_The problem:_
Starting with the first line, output the data exactly through to the end.

_Input data:_
____

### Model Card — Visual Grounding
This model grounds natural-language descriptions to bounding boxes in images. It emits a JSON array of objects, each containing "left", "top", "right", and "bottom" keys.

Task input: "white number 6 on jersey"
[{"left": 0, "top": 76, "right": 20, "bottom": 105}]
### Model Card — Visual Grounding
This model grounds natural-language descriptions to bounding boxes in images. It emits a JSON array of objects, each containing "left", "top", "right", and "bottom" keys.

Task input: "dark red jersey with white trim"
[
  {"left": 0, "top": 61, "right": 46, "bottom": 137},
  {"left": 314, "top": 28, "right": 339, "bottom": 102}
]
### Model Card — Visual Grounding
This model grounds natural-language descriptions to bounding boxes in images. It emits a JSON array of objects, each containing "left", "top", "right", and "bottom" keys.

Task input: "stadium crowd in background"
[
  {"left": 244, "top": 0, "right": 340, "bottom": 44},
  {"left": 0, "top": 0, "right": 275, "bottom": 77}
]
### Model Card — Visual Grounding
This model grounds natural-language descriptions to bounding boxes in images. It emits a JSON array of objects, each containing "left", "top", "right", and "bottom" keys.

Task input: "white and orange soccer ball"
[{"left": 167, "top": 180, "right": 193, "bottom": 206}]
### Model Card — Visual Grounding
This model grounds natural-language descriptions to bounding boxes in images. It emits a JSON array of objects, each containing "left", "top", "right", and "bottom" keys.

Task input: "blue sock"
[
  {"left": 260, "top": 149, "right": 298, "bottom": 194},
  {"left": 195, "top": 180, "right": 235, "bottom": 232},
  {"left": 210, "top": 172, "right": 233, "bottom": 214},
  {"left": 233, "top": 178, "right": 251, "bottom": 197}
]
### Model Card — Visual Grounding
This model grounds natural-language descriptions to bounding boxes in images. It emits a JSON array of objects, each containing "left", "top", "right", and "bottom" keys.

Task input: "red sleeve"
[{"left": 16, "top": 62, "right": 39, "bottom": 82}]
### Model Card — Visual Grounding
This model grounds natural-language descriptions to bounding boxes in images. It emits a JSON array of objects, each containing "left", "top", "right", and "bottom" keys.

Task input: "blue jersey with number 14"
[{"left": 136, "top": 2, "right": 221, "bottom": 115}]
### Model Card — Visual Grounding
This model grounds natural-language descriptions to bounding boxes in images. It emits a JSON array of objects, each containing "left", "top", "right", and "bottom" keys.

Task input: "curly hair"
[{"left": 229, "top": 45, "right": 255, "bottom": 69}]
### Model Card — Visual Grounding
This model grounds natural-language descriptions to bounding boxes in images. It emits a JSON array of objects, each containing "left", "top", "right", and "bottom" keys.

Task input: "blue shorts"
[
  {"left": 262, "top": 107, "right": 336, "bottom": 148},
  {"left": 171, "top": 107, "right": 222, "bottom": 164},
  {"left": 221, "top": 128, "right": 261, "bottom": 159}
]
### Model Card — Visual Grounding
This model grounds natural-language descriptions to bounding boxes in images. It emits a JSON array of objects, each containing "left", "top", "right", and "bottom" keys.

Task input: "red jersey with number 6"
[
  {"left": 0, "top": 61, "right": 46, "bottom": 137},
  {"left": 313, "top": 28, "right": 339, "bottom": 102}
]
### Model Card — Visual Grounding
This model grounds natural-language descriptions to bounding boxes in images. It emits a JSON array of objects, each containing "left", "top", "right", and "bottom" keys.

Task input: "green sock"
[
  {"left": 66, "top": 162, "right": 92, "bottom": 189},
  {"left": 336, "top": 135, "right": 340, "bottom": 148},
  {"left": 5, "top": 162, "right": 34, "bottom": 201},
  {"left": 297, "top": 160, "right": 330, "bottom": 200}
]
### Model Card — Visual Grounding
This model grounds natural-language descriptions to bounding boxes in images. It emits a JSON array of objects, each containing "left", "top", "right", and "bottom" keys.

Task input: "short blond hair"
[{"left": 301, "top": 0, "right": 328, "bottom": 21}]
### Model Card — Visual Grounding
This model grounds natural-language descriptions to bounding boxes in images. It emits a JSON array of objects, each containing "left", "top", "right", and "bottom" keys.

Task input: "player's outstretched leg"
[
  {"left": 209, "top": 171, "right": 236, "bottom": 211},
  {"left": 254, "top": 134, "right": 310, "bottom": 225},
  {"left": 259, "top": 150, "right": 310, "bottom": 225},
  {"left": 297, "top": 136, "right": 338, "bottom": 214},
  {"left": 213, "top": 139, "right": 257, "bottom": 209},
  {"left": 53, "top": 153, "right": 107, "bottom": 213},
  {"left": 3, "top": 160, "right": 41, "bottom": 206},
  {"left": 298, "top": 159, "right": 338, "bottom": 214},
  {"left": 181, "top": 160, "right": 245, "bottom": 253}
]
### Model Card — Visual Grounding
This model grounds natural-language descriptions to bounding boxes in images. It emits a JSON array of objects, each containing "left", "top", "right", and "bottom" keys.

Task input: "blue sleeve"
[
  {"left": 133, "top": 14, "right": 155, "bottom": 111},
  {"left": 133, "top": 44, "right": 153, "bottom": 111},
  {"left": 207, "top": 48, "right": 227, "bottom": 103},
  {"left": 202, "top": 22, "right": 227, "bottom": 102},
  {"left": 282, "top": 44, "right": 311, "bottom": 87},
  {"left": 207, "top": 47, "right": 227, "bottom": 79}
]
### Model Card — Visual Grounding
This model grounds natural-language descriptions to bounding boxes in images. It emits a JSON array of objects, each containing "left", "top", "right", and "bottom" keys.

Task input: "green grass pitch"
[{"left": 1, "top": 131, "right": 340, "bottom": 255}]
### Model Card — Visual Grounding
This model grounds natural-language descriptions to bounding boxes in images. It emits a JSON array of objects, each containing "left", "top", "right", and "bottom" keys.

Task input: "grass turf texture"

____

_Expected output:_
### Model Card — Visual Grounding
This model grounds natural-language descriptions to bounding boxes in images. It emits a JSON array of objects, each containing "left", "top", "right", and "bottom" keys.

Task input: "white number 6 on jersey"
[{"left": 0, "top": 76, "right": 20, "bottom": 105}]
### Model Card — Visual Grounding
This model grounds natural-language descriptions to bounding boxes in images. It emits a JSON array of objects, each containing "left", "top", "right", and "bottom" keys.

Task input: "dark red jersey with white trim"
[
  {"left": 0, "top": 61, "right": 46, "bottom": 137},
  {"left": 314, "top": 28, "right": 339, "bottom": 102}
]
### Model Card — Visual Grounding
This model grounds natural-language descriptions to bounding boxes in images. It emits a JSON array of objects, each containing "left", "top", "right", and "bottom" keys.

Task input: "stadium crowd in background"
[
  {"left": 244, "top": 0, "right": 340, "bottom": 44},
  {"left": 0, "top": 0, "right": 275, "bottom": 77}
]
### Model Card — Visual Grounding
This model grounds natural-language descriptions to bounding boxes in images. It emits a JSON array of objects, each containing "left", "top", "right", and "bottom" keys.

Task input: "white and orange soccer ball"
[{"left": 167, "top": 180, "right": 193, "bottom": 206}]
### Model Card — Visual Grounding
This model grounds natural-language descriptions to bounding boxes in images. It emits a JSON array of objects, each containing "left", "top", "right", and "bottom" keys.

Task input: "blue sock"
[
  {"left": 260, "top": 149, "right": 298, "bottom": 194},
  {"left": 195, "top": 180, "right": 235, "bottom": 232},
  {"left": 210, "top": 172, "right": 233, "bottom": 214},
  {"left": 233, "top": 178, "right": 251, "bottom": 197}
]
### Model Card — Visual Grounding
This model grounds natural-language descriptions to bounding boxes in images. It emits a JSON array of objects, each containing "left", "top", "right", and "bottom" keys.

Task input: "red sleeve"
[{"left": 16, "top": 62, "right": 39, "bottom": 82}]
### Model Card — Visual Grounding
This model grounds natural-language descriptions to bounding boxes in images. It emits a JSON array of objects, each containing "left", "top", "right", and "bottom" keys.

Task input: "blue jersey with number 14"
[{"left": 136, "top": 2, "right": 221, "bottom": 115}]
### Model Card — Visual Grounding
This model grounds natural-language descriptions to bounding boxes in images. It emits a JSON array of objects, each containing "left", "top", "right", and "bottom" keys.

Task input: "curly hair"
[{"left": 229, "top": 45, "right": 255, "bottom": 69}]
### Model Card — Visual Grounding
This model grounds natural-language descriptions to bounding boxes in images. It emits a JSON array of objects, each containing "left", "top", "right", and "bottom" keys.

Task input: "blue shorts"
[
  {"left": 262, "top": 107, "right": 336, "bottom": 148},
  {"left": 171, "top": 107, "right": 222, "bottom": 164},
  {"left": 221, "top": 128, "right": 261, "bottom": 159}
]
### Model Card — Visual Grounding
This model grounds natural-language descriptions to bounding boxes in images. It emits a JSON array of objects, each containing "left", "top", "right", and "bottom" keys.

Task input: "red jersey with number 6"
[
  {"left": 0, "top": 61, "right": 46, "bottom": 137},
  {"left": 313, "top": 28, "right": 339, "bottom": 102}
]
### Model Card — Visual Grounding
This model grounds natural-language descriptions to bounding boxes in images. It emits a JSON array of objects, each containing "left", "top", "right", and "bottom" keys.

Task input: "green sock"
[
  {"left": 66, "top": 162, "right": 92, "bottom": 189},
  {"left": 336, "top": 135, "right": 340, "bottom": 148},
  {"left": 5, "top": 162, "right": 34, "bottom": 201},
  {"left": 297, "top": 160, "right": 330, "bottom": 200}
]
### Model Card — Visual Grounding
This model grounds natural-language descriptions to bounding boxes in images. It emits a JSON array of objects, each containing "left", "top", "right", and "bottom" keys.

Task input: "short blond hair"
[{"left": 301, "top": 0, "right": 328, "bottom": 21}]
### Model Card — Visual Grounding
This model grounds natural-language descriptions to bounding boxes in images. It emits a JSON array of objects, each containing "left", "top", "right", and "bottom" keys.

Task input: "player's outstretched leg"
[
  {"left": 209, "top": 171, "right": 236, "bottom": 211},
  {"left": 254, "top": 134, "right": 310, "bottom": 225},
  {"left": 259, "top": 150, "right": 310, "bottom": 225},
  {"left": 297, "top": 136, "right": 338, "bottom": 214},
  {"left": 213, "top": 139, "right": 257, "bottom": 209},
  {"left": 53, "top": 153, "right": 107, "bottom": 213},
  {"left": 3, "top": 160, "right": 41, "bottom": 206},
  {"left": 298, "top": 159, "right": 338, "bottom": 214},
  {"left": 181, "top": 160, "right": 245, "bottom": 253}
]
### Model Card — Visual Grounding
This model grounds natural-language descriptions to bounding boxes in images. It emits a JSON array of objects, each containing "left", "top", "right", and "bottom" keys.

Task input: "blue sleeve"
[
  {"left": 133, "top": 14, "right": 155, "bottom": 111},
  {"left": 133, "top": 44, "right": 153, "bottom": 111},
  {"left": 207, "top": 48, "right": 227, "bottom": 103},
  {"left": 202, "top": 22, "right": 227, "bottom": 102},
  {"left": 282, "top": 44, "right": 311, "bottom": 87},
  {"left": 207, "top": 47, "right": 227, "bottom": 79}
]
### Model Card — Visual Grounding
This model grounds natural-language descriptions to bounding boxes in images. It emits a JSON array of objects, each containing "left", "top", "right", and "bottom" keys.

Task input: "green grass pitch"
[{"left": 1, "top": 131, "right": 340, "bottom": 255}]
### Model Card — Visual Grounding
This model grounds natural-language descriptions to bounding boxes in images. It emits a JSON array of objects, each containing "left", "top", "right", and "bottom" keys.

Task input: "grass turf texture"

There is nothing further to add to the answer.